■ Written task: Rescale the lines from the one containing "[spot] the boy's smiling" through the final line, both included, by writing each of them out again with its request and multiplying every point coordinate in the answers by 2.45, rounded to whole numbers with halves going up. Return only those lines.

■ Task input:
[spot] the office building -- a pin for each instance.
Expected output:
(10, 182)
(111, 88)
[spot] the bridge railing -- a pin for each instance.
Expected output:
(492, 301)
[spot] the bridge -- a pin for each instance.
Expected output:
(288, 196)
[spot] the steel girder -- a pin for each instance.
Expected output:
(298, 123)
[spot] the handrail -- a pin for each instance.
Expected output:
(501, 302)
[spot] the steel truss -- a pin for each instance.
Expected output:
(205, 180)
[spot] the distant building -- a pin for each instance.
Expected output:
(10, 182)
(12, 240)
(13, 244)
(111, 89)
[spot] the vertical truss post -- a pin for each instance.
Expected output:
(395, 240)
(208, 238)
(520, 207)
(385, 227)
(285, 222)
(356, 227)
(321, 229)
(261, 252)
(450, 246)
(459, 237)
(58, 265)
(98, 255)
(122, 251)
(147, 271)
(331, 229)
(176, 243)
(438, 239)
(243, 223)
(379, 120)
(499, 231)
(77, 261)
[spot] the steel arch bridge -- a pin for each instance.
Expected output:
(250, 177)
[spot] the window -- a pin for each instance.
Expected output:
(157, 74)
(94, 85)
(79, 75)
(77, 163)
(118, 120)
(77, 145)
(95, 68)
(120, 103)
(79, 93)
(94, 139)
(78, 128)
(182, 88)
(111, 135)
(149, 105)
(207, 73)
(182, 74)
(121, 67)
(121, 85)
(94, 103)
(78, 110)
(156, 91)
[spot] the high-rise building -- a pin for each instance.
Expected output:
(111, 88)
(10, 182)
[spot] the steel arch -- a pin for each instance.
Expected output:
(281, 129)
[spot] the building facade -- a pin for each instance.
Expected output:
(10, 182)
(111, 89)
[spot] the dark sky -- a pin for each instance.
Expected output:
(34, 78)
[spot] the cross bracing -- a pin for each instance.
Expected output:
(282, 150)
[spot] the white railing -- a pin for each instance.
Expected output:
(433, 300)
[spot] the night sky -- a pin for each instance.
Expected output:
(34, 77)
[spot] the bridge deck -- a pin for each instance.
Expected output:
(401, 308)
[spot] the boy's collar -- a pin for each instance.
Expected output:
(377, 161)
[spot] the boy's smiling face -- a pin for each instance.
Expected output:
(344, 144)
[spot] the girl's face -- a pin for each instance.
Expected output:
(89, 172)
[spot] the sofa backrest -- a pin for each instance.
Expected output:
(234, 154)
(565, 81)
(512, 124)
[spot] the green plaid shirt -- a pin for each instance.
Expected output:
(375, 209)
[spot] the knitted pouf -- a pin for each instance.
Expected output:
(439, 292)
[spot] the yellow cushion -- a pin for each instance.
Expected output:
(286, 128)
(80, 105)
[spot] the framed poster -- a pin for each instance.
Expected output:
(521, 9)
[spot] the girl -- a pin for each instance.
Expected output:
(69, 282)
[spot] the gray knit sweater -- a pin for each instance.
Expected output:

■ Written answer:
[spot] the boy's smiling face -- a pin for each instance.
Expected output:
(843, 353)
[spot] the girl's face -- a pin for each instance.
Expected output:
(218, 421)
[spot] the sofa backrest -- a pin for each instance.
Expected output:
(573, 377)
(1384, 198)
(1254, 304)
[spot] the green plaid shirt -- a pin for each instance.
Expected output:
(919, 512)
[spot] the knitted pouf -- a pin for each instance.
Expected output:
(1076, 715)
[spot] the yellow cushion -- a pin for each instance.
Expected output:
(701, 314)
(196, 257)
[spot] the framed poster -- a pin for each instance.
Expected output:
(1276, 22)
[spot] the girl -- a pin for each instance.
Expected output:
(169, 691)
[spot] the gray knit sweater -- a pin for each instance.
Expected output:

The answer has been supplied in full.